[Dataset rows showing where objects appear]
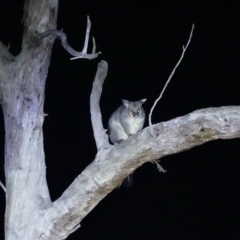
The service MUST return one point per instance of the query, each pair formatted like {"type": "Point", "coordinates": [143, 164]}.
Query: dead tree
{"type": "Point", "coordinates": [22, 85]}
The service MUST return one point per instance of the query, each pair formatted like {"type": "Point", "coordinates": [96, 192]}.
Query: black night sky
{"type": "Point", "coordinates": [198, 197]}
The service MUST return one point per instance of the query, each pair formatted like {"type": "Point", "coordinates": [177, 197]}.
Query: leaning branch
{"type": "Point", "coordinates": [63, 37]}
{"type": "Point", "coordinates": [2, 186]}
{"type": "Point", "coordinates": [170, 77]}
{"type": "Point", "coordinates": [118, 161]}
{"type": "Point", "coordinates": [100, 135]}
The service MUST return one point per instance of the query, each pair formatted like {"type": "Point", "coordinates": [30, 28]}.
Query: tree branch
{"type": "Point", "coordinates": [170, 77]}
{"type": "Point", "coordinates": [3, 187]}
{"type": "Point", "coordinates": [101, 177]}
{"type": "Point", "coordinates": [63, 37]}
{"type": "Point", "coordinates": [100, 135]}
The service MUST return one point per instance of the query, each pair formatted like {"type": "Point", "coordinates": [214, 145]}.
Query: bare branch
{"type": "Point", "coordinates": [101, 177]}
{"type": "Point", "coordinates": [170, 77]}
{"type": "Point", "coordinates": [3, 187]}
{"type": "Point", "coordinates": [100, 135]}
{"type": "Point", "coordinates": [4, 52]}
{"type": "Point", "coordinates": [63, 37]}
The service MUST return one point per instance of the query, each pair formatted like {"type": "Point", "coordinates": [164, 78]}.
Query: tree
{"type": "Point", "coordinates": [22, 93]}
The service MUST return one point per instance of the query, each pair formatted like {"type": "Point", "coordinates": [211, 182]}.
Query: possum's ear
{"type": "Point", "coordinates": [143, 100]}
{"type": "Point", "coordinates": [125, 102]}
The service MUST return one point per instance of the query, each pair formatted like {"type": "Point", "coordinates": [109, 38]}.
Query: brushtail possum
{"type": "Point", "coordinates": [126, 120]}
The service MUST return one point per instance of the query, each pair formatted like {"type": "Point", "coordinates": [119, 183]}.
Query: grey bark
{"type": "Point", "coordinates": [22, 84]}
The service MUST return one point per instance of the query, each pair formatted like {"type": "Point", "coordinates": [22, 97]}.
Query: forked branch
{"type": "Point", "coordinates": [100, 135]}
{"type": "Point", "coordinates": [63, 37]}
{"type": "Point", "coordinates": [170, 77]}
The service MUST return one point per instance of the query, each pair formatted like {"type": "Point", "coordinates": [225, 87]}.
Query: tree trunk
{"type": "Point", "coordinates": [22, 93]}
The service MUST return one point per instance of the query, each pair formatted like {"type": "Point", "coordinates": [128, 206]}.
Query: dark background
{"type": "Point", "coordinates": [198, 197]}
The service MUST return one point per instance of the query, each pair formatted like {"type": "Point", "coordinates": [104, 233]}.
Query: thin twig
{"type": "Point", "coordinates": [99, 132]}
{"type": "Point", "coordinates": [3, 187]}
{"type": "Point", "coordinates": [63, 37]}
{"type": "Point", "coordinates": [170, 77]}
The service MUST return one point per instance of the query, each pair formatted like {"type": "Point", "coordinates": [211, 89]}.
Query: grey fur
{"type": "Point", "coordinates": [126, 120]}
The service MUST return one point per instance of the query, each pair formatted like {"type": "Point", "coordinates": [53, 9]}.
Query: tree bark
{"type": "Point", "coordinates": [22, 92]}
{"type": "Point", "coordinates": [30, 213]}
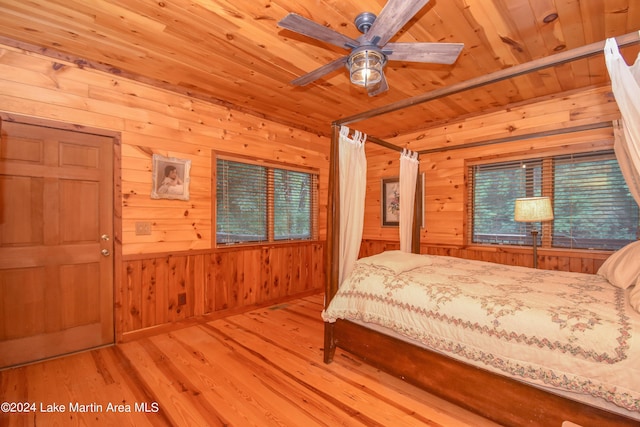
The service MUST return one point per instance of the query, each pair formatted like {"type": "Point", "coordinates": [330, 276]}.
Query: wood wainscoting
{"type": "Point", "coordinates": [162, 291]}
{"type": "Point", "coordinates": [580, 261]}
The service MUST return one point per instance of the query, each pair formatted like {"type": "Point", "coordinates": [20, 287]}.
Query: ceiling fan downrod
{"type": "Point", "coordinates": [364, 21]}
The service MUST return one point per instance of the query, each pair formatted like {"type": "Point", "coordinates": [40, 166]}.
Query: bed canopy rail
{"type": "Point", "coordinates": [333, 217]}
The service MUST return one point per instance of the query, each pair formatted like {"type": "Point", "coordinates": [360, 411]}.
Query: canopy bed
{"type": "Point", "coordinates": [492, 379]}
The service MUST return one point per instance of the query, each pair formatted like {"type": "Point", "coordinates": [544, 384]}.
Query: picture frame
{"type": "Point", "coordinates": [170, 178]}
{"type": "Point", "coordinates": [390, 202]}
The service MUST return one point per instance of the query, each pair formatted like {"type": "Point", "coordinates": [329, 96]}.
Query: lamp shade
{"type": "Point", "coordinates": [365, 67]}
{"type": "Point", "coordinates": [533, 209]}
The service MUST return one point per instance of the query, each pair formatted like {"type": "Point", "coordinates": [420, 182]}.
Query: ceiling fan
{"type": "Point", "coordinates": [371, 51]}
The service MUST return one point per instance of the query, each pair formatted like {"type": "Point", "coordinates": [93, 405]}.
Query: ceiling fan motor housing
{"type": "Point", "coordinates": [364, 21]}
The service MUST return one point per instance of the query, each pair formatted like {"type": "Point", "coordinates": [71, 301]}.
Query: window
{"type": "Point", "coordinates": [593, 208]}
{"type": "Point", "coordinates": [259, 202]}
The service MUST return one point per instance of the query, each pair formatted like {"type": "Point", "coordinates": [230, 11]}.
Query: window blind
{"type": "Point", "coordinates": [593, 207]}
{"type": "Point", "coordinates": [241, 203]}
{"type": "Point", "coordinates": [495, 187]}
{"type": "Point", "coordinates": [258, 202]}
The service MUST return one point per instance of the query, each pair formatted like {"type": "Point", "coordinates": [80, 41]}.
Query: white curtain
{"type": "Point", "coordinates": [625, 83]}
{"type": "Point", "coordinates": [353, 184]}
{"type": "Point", "coordinates": [408, 177]}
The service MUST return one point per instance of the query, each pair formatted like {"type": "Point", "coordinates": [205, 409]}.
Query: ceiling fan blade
{"type": "Point", "coordinates": [316, 74]}
{"type": "Point", "coordinates": [436, 53]}
{"type": "Point", "coordinates": [307, 27]}
{"type": "Point", "coordinates": [393, 16]}
{"type": "Point", "coordinates": [380, 87]}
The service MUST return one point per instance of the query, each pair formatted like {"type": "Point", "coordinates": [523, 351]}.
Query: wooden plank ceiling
{"type": "Point", "coordinates": [233, 52]}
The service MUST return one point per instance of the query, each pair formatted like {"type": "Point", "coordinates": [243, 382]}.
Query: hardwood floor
{"type": "Point", "coordinates": [260, 368]}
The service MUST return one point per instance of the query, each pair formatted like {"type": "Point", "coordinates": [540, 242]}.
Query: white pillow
{"type": "Point", "coordinates": [634, 297]}
{"type": "Point", "coordinates": [397, 261]}
{"type": "Point", "coordinates": [622, 268]}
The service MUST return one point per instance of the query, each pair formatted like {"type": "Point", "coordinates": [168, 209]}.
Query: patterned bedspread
{"type": "Point", "coordinates": [568, 331]}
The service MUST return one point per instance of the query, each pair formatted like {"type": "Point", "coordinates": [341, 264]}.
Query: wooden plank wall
{"type": "Point", "coordinates": [445, 185]}
{"type": "Point", "coordinates": [179, 255]}
{"type": "Point", "coordinates": [548, 259]}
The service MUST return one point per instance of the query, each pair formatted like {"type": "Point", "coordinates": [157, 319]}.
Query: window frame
{"type": "Point", "coordinates": [547, 156]}
{"type": "Point", "coordinates": [270, 166]}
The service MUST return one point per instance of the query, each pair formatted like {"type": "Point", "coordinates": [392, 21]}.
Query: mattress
{"type": "Point", "coordinates": [570, 333]}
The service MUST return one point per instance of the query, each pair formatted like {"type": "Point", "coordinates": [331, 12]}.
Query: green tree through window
{"type": "Point", "coordinates": [593, 207]}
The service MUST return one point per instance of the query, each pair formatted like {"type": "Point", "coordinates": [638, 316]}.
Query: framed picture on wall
{"type": "Point", "coordinates": [390, 201]}
{"type": "Point", "coordinates": [170, 178]}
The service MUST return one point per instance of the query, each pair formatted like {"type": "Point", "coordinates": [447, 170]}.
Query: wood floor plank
{"type": "Point", "coordinates": [260, 368]}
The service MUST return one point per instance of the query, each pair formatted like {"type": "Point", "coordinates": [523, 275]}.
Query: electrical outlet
{"type": "Point", "coordinates": [143, 228]}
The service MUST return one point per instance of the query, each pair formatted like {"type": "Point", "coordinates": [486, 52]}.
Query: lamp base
{"type": "Point", "coordinates": [534, 235]}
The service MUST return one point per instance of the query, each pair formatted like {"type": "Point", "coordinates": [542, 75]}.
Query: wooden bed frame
{"type": "Point", "coordinates": [501, 399]}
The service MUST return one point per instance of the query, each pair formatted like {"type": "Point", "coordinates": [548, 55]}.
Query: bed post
{"type": "Point", "coordinates": [332, 254]}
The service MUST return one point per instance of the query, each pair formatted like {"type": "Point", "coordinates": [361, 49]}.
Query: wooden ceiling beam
{"type": "Point", "coordinates": [507, 73]}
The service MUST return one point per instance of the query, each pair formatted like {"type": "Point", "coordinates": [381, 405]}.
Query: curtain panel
{"type": "Point", "coordinates": [353, 184]}
{"type": "Point", "coordinates": [409, 165]}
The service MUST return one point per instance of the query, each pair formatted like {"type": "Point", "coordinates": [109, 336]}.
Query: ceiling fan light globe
{"type": "Point", "coordinates": [365, 67]}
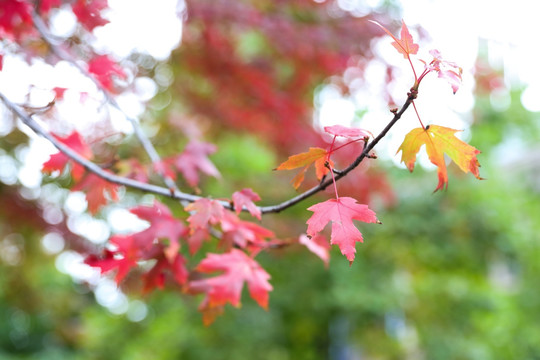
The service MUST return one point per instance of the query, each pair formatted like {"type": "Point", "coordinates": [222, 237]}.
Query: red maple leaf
{"type": "Point", "coordinates": [317, 244]}
{"type": "Point", "coordinates": [194, 159]}
{"type": "Point", "coordinates": [47, 5]}
{"type": "Point", "coordinates": [341, 213]}
{"type": "Point", "coordinates": [98, 191]}
{"type": "Point", "coordinates": [246, 197]}
{"type": "Point", "coordinates": [238, 268]}
{"type": "Point", "coordinates": [122, 259]}
{"type": "Point", "coordinates": [351, 133]}
{"type": "Point", "coordinates": [145, 245]}
{"type": "Point", "coordinates": [88, 12]}
{"type": "Point", "coordinates": [58, 161]}
{"type": "Point", "coordinates": [447, 70]}
{"type": "Point", "coordinates": [196, 239]}
{"type": "Point", "coordinates": [243, 233]}
{"type": "Point", "coordinates": [155, 277]}
{"type": "Point", "coordinates": [15, 18]}
{"type": "Point", "coordinates": [103, 69]}
{"type": "Point", "coordinates": [204, 212]}
{"type": "Point", "coordinates": [405, 45]}
{"type": "Point", "coordinates": [162, 226]}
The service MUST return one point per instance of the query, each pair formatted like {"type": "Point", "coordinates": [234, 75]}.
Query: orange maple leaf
{"type": "Point", "coordinates": [314, 155]}
{"type": "Point", "coordinates": [440, 140]}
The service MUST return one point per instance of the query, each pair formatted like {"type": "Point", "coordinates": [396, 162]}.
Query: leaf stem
{"type": "Point", "coordinates": [418, 115]}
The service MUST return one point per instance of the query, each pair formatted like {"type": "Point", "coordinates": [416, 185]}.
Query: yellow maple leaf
{"type": "Point", "coordinates": [314, 155]}
{"type": "Point", "coordinates": [440, 140]}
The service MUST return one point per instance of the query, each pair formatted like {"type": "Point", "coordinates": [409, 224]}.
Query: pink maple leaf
{"type": "Point", "coordinates": [243, 233]}
{"type": "Point", "coordinates": [15, 19]}
{"type": "Point", "coordinates": [58, 161]}
{"type": "Point", "coordinates": [246, 197]}
{"type": "Point", "coordinates": [238, 268]}
{"type": "Point", "coordinates": [155, 277]}
{"type": "Point", "coordinates": [163, 225]}
{"type": "Point", "coordinates": [351, 133]}
{"type": "Point", "coordinates": [88, 12]}
{"type": "Point", "coordinates": [317, 244]}
{"type": "Point", "coordinates": [447, 70]}
{"type": "Point", "coordinates": [341, 213]}
{"type": "Point", "coordinates": [204, 212]}
{"type": "Point", "coordinates": [98, 191]}
{"type": "Point", "coordinates": [194, 159]}
{"type": "Point", "coordinates": [103, 69]}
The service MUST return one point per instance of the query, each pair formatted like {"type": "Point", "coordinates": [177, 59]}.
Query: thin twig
{"type": "Point", "coordinates": [179, 195]}
{"type": "Point", "coordinates": [143, 139]}
{"type": "Point", "coordinates": [90, 166]}
{"type": "Point", "coordinates": [288, 203]}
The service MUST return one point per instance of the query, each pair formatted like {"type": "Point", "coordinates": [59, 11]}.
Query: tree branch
{"type": "Point", "coordinates": [365, 153]}
{"type": "Point", "coordinates": [90, 166]}
{"type": "Point", "coordinates": [184, 197]}
{"type": "Point", "coordinates": [143, 139]}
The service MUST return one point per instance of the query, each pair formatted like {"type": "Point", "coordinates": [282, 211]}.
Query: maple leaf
{"type": "Point", "coordinates": [88, 12]}
{"type": "Point", "coordinates": [351, 133]}
{"type": "Point", "coordinates": [318, 156]}
{"type": "Point", "coordinates": [317, 244]}
{"type": "Point", "coordinates": [15, 19]}
{"type": "Point", "coordinates": [243, 233]}
{"type": "Point", "coordinates": [204, 212]}
{"type": "Point", "coordinates": [193, 159]}
{"type": "Point", "coordinates": [163, 225]}
{"type": "Point", "coordinates": [238, 268]}
{"type": "Point", "coordinates": [58, 161]}
{"type": "Point", "coordinates": [246, 197]}
{"type": "Point", "coordinates": [155, 277]}
{"type": "Point", "coordinates": [103, 69]}
{"type": "Point", "coordinates": [196, 239]}
{"type": "Point", "coordinates": [440, 140]}
{"type": "Point", "coordinates": [341, 213]}
{"type": "Point", "coordinates": [405, 45]}
{"type": "Point", "coordinates": [98, 191]}
{"type": "Point", "coordinates": [47, 5]}
{"type": "Point", "coordinates": [122, 259]}
{"type": "Point", "coordinates": [447, 70]}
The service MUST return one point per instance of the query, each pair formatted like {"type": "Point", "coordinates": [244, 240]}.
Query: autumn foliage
{"type": "Point", "coordinates": [277, 109]}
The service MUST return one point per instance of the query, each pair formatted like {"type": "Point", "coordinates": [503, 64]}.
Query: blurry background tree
{"type": "Point", "coordinates": [449, 276]}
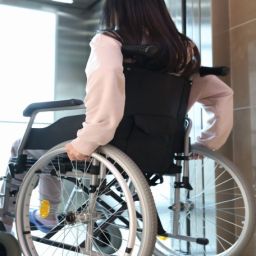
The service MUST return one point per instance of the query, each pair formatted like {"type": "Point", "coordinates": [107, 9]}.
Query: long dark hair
{"type": "Point", "coordinates": [140, 20]}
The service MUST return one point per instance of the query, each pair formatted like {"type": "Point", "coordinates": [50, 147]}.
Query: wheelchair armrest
{"type": "Point", "coordinates": [50, 105]}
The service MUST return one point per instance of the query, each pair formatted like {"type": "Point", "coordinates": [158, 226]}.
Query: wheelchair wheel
{"type": "Point", "coordinates": [220, 208]}
{"type": "Point", "coordinates": [98, 213]}
{"type": "Point", "coordinates": [9, 245]}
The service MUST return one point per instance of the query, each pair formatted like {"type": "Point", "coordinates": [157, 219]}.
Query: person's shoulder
{"type": "Point", "coordinates": [104, 39]}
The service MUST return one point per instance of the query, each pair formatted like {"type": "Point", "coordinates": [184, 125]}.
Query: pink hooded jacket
{"type": "Point", "coordinates": [105, 99]}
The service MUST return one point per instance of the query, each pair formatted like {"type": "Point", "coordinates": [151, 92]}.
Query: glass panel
{"type": "Point", "coordinates": [27, 69]}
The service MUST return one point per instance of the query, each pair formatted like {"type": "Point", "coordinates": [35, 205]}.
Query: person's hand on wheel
{"type": "Point", "coordinates": [73, 154]}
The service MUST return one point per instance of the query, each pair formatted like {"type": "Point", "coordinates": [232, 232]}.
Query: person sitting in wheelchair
{"type": "Point", "coordinates": [133, 22]}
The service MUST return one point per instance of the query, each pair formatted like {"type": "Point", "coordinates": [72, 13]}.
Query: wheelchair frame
{"type": "Point", "coordinates": [136, 199]}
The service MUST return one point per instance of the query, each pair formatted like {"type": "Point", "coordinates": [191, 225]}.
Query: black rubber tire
{"type": "Point", "coordinates": [9, 245]}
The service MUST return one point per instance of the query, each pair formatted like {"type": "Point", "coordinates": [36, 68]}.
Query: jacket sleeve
{"type": "Point", "coordinates": [216, 98]}
{"type": "Point", "coordinates": [105, 94]}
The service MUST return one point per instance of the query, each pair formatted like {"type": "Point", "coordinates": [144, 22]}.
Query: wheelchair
{"type": "Point", "coordinates": [110, 207]}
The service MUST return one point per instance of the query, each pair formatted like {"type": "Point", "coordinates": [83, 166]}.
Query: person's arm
{"type": "Point", "coordinates": [216, 98]}
{"type": "Point", "coordinates": [105, 97]}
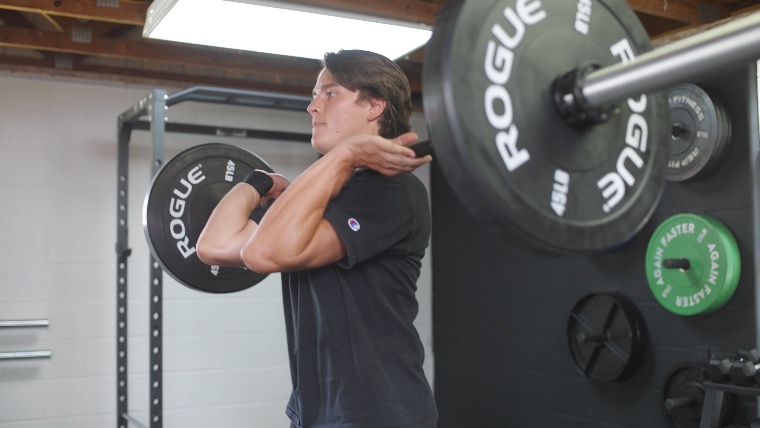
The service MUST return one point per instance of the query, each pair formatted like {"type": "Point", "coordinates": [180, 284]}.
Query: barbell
{"type": "Point", "coordinates": [536, 113]}
{"type": "Point", "coordinates": [547, 117]}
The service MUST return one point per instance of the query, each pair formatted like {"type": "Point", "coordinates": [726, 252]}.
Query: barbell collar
{"type": "Point", "coordinates": [682, 61]}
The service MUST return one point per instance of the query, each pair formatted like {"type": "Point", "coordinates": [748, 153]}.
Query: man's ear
{"type": "Point", "coordinates": [376, 108]}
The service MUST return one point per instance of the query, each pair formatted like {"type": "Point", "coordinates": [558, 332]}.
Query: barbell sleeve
{"type": "Point", "coordinates": [682, 61]}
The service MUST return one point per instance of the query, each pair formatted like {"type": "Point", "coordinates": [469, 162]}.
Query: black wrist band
{"type": "Point", "coordinates": [260, 181]}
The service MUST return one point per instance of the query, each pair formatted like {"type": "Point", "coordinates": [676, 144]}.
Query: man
{"type": "Point", "coordinates": [348, 235]}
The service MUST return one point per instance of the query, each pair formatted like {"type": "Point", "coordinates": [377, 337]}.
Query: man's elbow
{"type": "Point", "coordinates": [259, 260]}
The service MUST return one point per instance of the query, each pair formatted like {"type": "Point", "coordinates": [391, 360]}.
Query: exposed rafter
{"type": "Point", "coordinates": [101, 39]}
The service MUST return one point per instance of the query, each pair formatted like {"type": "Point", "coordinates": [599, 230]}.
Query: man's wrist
{"type": "Point", "coordinates": [259, 180]}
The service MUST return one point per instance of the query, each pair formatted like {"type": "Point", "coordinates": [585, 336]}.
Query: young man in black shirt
{"type": "Point", "coordinates": [349, 235]}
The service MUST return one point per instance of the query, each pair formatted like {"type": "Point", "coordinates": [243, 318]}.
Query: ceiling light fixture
{"type": "Point", "coordinates": [280, 28]}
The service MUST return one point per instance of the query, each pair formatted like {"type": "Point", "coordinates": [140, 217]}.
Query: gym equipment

= Job =
How many lines in the rows above contain the string "tree"? Give only the number.

= Task response =
8